» Records shown

□ □ □ □ □ □ □

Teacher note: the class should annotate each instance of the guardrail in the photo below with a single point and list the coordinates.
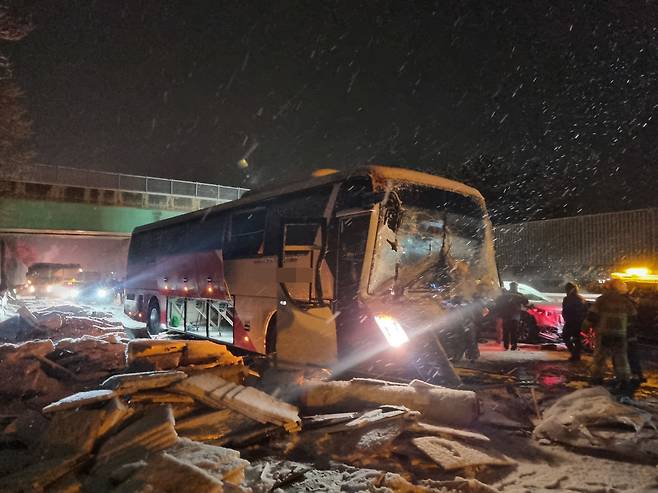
(76, 177)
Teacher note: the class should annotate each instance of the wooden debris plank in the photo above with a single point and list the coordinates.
(126, 383)
(253, 403)
(426, 429)
(79, 400)
(452, 455)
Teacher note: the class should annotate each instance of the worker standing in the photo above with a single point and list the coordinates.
(574, 311)
(610, 316)
(509, 306)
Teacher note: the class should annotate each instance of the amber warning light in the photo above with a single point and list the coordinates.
(636, 274)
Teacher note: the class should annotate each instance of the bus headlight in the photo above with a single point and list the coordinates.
(392, 330)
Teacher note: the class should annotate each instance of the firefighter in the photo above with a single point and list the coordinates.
(509, 306)
(574, 311)
(610, 316)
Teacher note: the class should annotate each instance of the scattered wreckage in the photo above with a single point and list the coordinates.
(108, 413)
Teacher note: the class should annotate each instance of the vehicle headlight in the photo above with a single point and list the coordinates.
(392, 330)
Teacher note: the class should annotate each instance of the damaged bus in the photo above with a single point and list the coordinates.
(357, 270)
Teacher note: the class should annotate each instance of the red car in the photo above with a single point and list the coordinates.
(542, 322)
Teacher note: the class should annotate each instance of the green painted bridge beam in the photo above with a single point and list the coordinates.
(18, 213)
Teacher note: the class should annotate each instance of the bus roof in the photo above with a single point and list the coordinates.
(379, 174)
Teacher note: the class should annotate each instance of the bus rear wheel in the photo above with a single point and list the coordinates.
(153, 321)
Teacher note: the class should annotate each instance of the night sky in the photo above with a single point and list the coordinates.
(549, 107)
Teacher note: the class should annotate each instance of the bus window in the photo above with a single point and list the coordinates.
(208, 233)
(246, 234)
(295, 206)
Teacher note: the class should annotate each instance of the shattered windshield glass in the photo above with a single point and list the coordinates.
(431, 240)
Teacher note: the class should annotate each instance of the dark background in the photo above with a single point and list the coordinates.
(548, 107)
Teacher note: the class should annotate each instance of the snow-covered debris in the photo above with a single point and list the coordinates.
(446, 406)
(592, 419)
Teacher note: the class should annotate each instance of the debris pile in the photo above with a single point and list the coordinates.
(592, 419)
(169, 429)
(56, 323)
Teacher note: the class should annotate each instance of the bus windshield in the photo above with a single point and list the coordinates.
(431, 240)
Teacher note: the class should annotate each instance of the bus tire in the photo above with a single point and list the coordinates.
(153, 317)
(270, 336)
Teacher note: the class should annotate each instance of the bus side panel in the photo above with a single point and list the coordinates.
(252, 283)
(306, 336)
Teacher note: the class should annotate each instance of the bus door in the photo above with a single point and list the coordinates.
(352, 239)
(306, 329)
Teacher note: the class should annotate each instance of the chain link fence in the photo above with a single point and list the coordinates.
(61, 175)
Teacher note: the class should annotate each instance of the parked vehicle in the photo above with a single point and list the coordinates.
(345, 269)
(46, 279)
(542, 321)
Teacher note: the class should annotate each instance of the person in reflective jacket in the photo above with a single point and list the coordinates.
(610, 315)
(574, 311)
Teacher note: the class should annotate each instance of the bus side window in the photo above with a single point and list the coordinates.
(208, 233)
(310, 204)
(246, 234)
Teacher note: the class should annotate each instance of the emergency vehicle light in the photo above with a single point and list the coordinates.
(637, 274)
(392, 330)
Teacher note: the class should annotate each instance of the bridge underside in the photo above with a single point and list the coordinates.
(86, 226)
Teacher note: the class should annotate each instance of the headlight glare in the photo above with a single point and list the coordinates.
(392, 330)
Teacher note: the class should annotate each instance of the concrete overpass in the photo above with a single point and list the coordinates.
(70, 215)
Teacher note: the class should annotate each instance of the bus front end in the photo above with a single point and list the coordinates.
(427, 277)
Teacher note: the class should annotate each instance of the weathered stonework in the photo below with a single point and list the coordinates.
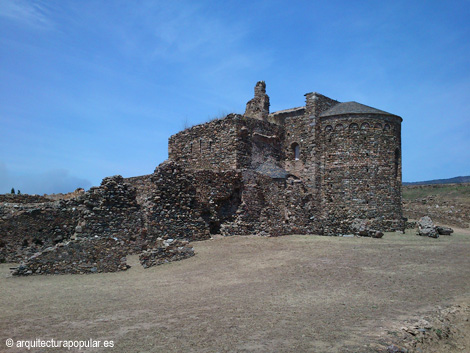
(77, 257)
(319, 169)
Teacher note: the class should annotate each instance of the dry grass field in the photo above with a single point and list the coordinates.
(248, 294)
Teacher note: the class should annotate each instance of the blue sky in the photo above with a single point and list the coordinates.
(90, 89)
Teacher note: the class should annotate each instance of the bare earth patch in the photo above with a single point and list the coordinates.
(250, 294)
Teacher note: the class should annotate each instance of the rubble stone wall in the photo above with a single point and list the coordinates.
(77, 257)
(361, 169)
(28, 228)
(189, 204)
(212, 145)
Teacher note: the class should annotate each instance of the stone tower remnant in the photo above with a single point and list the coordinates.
(315, 169)
(258, 107)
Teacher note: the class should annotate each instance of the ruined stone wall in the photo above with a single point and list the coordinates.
(273, 206)
(258, 107)
(111, 210)
(212, 145)
(299, 148)
(28, 228)
(361, 169)
(235, 142)
(189, 204)
(259, 142)
(22, 198)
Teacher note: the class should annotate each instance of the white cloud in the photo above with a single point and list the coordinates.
(31, 13)
(48, 182)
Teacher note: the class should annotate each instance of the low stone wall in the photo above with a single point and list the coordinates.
(165, 251)
(77, 257)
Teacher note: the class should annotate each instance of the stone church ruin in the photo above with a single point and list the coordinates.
(315, 169)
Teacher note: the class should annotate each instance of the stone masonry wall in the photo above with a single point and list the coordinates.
(188, 204)
(212, 145)
(28, 228)
(361, 170)
(77, 257)
(258, 107)
(271, 206)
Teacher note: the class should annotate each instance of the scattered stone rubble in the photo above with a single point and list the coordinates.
(165, 251)
(92, 255)
(326, 168)
(445, 330)
(426, 227)
(362, 227)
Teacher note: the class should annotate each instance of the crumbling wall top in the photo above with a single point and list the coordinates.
(258, 107)
(317, 103)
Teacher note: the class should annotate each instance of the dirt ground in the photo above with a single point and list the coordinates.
(249, 294)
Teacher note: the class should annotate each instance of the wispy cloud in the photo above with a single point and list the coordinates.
(51, 181)
(31, 13)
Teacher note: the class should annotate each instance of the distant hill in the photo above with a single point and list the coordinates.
(455, 180)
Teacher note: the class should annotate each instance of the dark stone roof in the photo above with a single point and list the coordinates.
(272, 170)
(352, 108)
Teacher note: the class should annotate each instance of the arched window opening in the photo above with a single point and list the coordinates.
(296, 151)
(397, 161)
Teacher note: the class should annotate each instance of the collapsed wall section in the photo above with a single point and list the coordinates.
(188, 204)
(212, 145)
(273, 206)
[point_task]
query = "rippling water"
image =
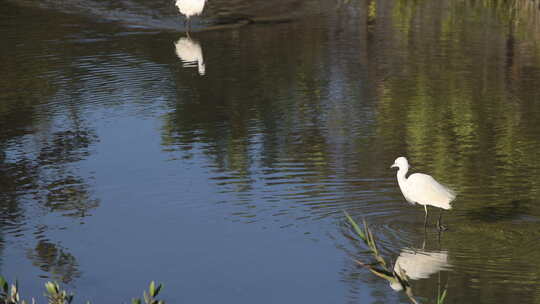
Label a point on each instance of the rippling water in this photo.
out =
(220, 163)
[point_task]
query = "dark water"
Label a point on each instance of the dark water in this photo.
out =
(226, 175)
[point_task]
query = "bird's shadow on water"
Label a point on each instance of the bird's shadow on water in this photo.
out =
(190, 53)
(515, 209)
(411, 263)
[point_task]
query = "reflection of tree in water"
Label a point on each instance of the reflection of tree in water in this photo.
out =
(54, 259)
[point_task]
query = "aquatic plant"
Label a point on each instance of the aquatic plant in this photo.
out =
(56, 295)
(394, 275)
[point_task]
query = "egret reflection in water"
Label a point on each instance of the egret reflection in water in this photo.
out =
(190, 53)
(419, 264)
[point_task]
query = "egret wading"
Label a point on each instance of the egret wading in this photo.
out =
(190, 8)
(423, 189)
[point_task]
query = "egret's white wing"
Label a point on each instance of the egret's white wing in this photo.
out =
(424, 189)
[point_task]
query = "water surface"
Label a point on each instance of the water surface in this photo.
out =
(220, 163)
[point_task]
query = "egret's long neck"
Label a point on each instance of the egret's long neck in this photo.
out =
(401, 175)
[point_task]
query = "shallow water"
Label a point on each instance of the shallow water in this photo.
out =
(221, 163)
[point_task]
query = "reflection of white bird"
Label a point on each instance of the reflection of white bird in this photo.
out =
(422, 189)
(418, 264)
(190, 8)
(190, 53)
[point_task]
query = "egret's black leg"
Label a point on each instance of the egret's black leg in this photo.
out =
(440, 226)
(425, 218)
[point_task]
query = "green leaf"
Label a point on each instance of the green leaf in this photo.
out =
(158, 289)
(3, 284)
(146, 297)
(152, 289)
(355, 227)
(440, 299)
(51, 288)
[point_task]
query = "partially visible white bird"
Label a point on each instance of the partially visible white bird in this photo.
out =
(422, 189)
(418, 264)
(190, 53)
(190, 8)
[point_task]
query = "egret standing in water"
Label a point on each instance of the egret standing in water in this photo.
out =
(423, 189)
(190, 8)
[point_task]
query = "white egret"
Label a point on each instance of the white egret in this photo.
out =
(190, 8)
(419, 264)
(190, 53)
(423, 189)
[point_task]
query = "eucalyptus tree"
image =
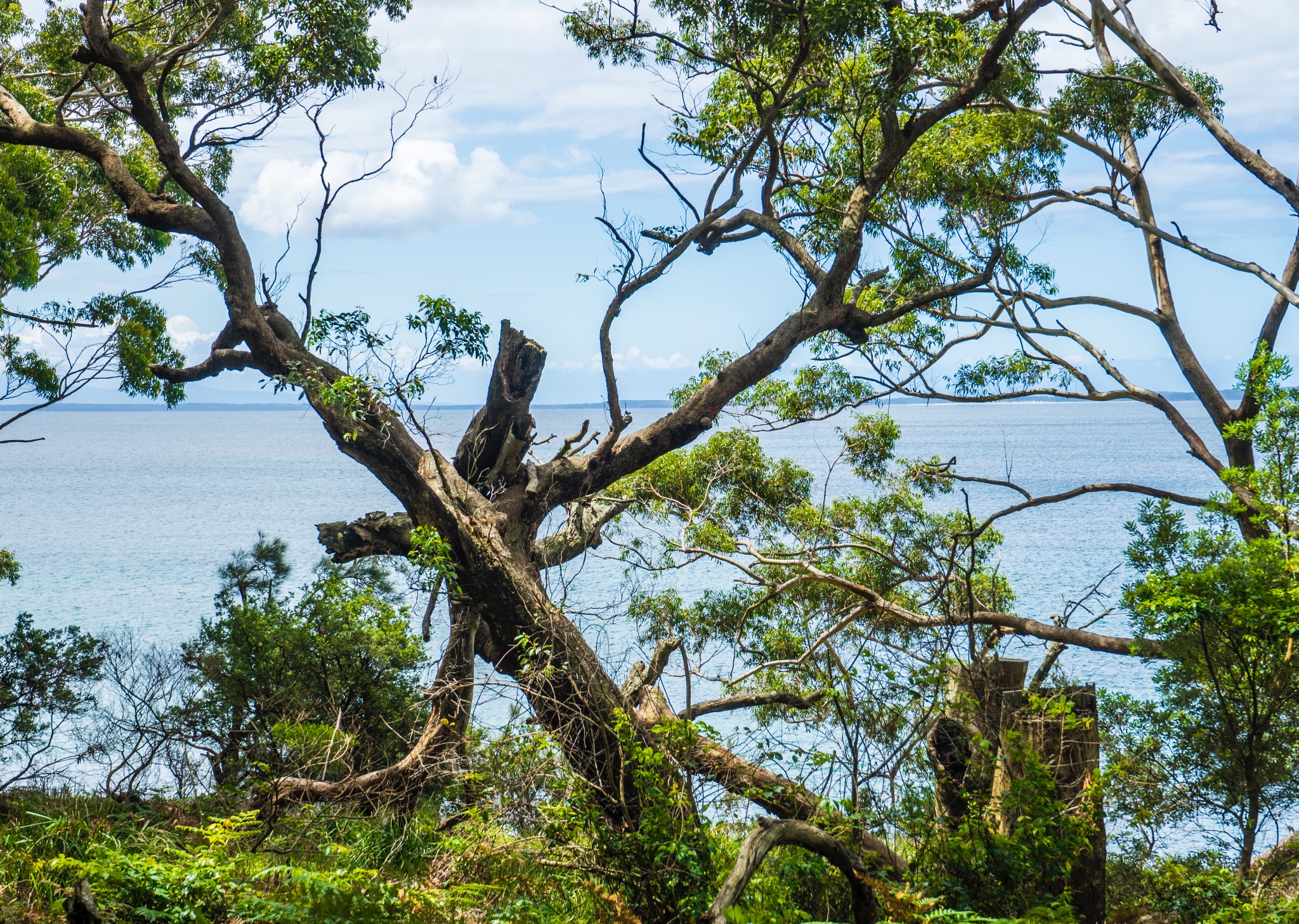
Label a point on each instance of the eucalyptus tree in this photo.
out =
(835, 117)
(1113, 114)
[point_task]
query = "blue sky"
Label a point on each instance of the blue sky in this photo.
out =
(492, 202)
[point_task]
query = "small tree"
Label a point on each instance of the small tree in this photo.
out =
(46, 682)
(1224, 738)
(325, 680)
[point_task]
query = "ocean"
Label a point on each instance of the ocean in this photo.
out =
(121, 517)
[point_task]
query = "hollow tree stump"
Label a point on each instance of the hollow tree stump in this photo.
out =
(1071, 748)
(972, 707)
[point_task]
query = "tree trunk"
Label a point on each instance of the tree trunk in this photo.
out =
(1249, 840)
(972, 708)
(772, 833)
(1072, 750)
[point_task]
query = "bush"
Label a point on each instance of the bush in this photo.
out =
(1187, 888)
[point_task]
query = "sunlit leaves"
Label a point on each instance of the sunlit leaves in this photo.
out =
(1272, 483)
(999, 375)
(1126, 99)
(127, 335)
(459, 332)
(870, 445)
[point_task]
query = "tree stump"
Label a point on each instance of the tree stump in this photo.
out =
(1072, 750)
(972, 706)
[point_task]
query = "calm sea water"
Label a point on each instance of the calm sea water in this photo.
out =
(122, 517)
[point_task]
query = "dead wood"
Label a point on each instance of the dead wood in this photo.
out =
(772, 833)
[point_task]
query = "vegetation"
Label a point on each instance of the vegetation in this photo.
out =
(302, 758)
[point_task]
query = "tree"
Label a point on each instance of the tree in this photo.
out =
(1224, 738)
(46, 682)
(1113, 114)
(323, 682)
(840, 119)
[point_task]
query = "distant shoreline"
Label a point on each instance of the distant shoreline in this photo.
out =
(1233, 394)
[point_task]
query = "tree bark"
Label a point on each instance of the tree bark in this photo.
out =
(772, 833)
(972, 708)
(1072, 750)
(451, 705)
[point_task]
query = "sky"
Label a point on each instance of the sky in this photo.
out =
(492, 202)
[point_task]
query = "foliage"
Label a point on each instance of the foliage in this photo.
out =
(431, 556)
(877, 676)
(1224, 738)
(325, 679)
(1190, 888)
(46, 680)
(663, 864)
(380, 370)
(134, 337)
(193, 885)
(980, 866)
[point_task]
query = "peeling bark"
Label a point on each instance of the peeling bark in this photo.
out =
(500, 433)
(772, 833)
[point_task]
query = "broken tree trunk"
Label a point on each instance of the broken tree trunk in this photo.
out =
(1069, 744)
(972, 711)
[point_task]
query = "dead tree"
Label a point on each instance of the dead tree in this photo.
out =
(1069, 745)
(489, 502)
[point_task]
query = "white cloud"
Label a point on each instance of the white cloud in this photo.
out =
(185, 333)
(636, 359)
(426, 186)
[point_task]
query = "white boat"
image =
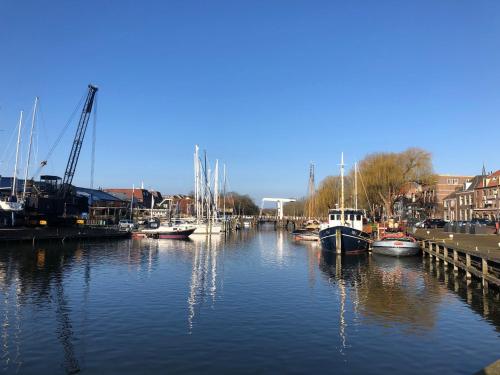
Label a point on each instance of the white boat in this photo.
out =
(12, 203)
(181, 231)
(396, 244)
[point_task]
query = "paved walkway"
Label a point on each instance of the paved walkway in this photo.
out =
(483, 243)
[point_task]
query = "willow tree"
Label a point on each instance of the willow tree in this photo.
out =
(387, 176)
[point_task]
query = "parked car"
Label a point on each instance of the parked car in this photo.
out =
(434, 223)
(482, 222)
(420, 224)
(126, 225)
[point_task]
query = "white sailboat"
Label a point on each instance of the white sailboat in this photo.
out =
(205, 204)
(12, 204)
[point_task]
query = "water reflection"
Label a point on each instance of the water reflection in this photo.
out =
(387, 290)
(168, 297)
(204, 276)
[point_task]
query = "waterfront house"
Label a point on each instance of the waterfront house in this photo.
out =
(104, 208)
(433, 195)
(450, 207)
(466, 199)
(487, 196)
(142, 197)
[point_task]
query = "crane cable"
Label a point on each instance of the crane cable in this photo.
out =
(43, 163)
(94, 135)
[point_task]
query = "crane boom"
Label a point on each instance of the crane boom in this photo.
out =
(78, 141)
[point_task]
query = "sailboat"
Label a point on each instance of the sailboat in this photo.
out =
(12, 204)
(205, 205)
(343, 234)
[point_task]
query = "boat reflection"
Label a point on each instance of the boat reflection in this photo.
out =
(205, 279)
(385, 290)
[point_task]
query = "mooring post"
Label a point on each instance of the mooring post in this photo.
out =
(338, 240)
(484, 267)
(338, 266)
(455, 260)
(468, 265)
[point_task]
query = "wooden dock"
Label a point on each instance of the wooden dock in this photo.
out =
(34, 235)
(476, 255)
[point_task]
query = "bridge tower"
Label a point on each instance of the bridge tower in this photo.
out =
(279, 205)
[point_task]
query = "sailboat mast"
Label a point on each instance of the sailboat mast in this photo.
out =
(196, 184)
(152, 205)
(224, 192)
(14, 180)
(29, 147)
(356, 186)
(132, 201)
(206, 187)
(342, 208)
(216, 188)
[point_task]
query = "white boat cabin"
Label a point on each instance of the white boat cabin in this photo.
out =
(352, 218)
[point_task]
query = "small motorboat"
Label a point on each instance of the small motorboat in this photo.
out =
(396, 244)
(305, 235)
(181, 231)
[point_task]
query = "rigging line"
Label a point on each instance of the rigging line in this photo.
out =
(56, 143)
(94, 130)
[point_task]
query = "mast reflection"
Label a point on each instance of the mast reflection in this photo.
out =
(204, 275)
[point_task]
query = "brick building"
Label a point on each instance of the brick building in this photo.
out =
(433, 195)
(487, 196)
(460, 204)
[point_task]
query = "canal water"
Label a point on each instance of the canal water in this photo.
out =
(254, 302)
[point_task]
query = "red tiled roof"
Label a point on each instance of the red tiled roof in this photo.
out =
(492, 180)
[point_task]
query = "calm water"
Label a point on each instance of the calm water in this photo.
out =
(256, 302)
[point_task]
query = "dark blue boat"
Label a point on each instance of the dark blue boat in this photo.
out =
(352, 238)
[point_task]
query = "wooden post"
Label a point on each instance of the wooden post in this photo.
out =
(455, 260)
(484, 267)
(468, 265)
(338, 266)
(338, 240)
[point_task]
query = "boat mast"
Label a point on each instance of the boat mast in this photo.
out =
(132, 202)
(152, 205)
(356, 186)
(29, 147)
(342, 208)
(224, 192)
(196, 184)
(14, 179)
(216, 188)
(206, 187)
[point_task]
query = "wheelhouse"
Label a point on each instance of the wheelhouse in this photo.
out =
(352, 218)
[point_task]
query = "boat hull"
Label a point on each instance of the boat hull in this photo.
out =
(169, 232)
(207, 229)
(353, 241)
(395, 248)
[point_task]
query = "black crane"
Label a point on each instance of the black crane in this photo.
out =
(58, 204)
(77, 143)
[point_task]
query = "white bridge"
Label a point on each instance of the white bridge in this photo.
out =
(279, 205)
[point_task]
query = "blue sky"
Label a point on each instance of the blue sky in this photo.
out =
(265, 86)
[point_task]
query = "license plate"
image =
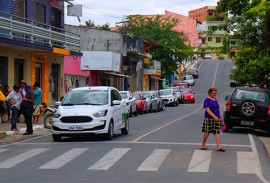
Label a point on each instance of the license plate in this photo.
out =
(75, 128)
(249, 123)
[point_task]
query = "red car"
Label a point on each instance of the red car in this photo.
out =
(188, 95)
(140, 102)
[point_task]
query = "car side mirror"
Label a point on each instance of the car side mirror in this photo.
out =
(116, 102)
(227, 97)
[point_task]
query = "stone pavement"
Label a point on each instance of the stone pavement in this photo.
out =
(7, 136)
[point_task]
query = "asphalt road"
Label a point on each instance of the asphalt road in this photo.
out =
(161, 147)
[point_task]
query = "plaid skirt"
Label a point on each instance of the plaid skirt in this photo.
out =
(211, 126)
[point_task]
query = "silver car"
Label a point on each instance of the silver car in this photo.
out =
(131, 102)
(152, 100)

□ □ □ □ □ □ □

» Work task
Copy every line above in which the string "tiled" shows up.

» Exercise result
query = "red tiled roof"
Label a point on each instance of the red tiled roof in this photo.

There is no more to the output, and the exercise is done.